Location identification items
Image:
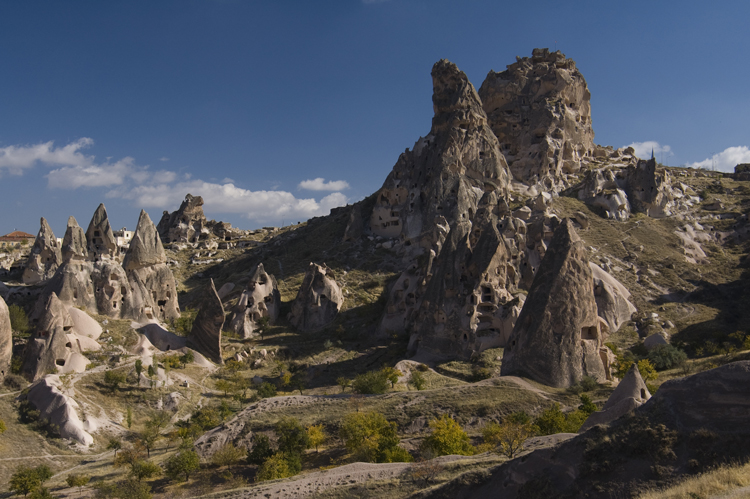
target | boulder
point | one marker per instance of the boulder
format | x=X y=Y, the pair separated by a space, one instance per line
x=261 y=298
x=59 y=409
x=44 y=258
x=630 y=394
x=539 y=108
x=205 y=337
x=6 y=340
x=100 y=240
x=612 y=298
x=318 y=300
x=557 y=339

◆ WORK TO COMPLETE:
Render the listing above as a two-column CSV with the headers text and answer. Give each text and its answer one row, put each in a single quoted field with line breaks replaced by spaces, and leave out the pictures.

◆ RIGHT ANSWER:
text,answer
"Image: target | boulder point | one marker per instance of the boulder format | x=X y=Y, the pair separated by a space, one instance per line","x=261 y=298 x=59 y=409 x=44 y=258 x=630 y=394 x=539 y=108 x=205 y=337 x=6 y=340 x=100 y=240 x=612 y=298 x=318 y=300 x=557 y=339"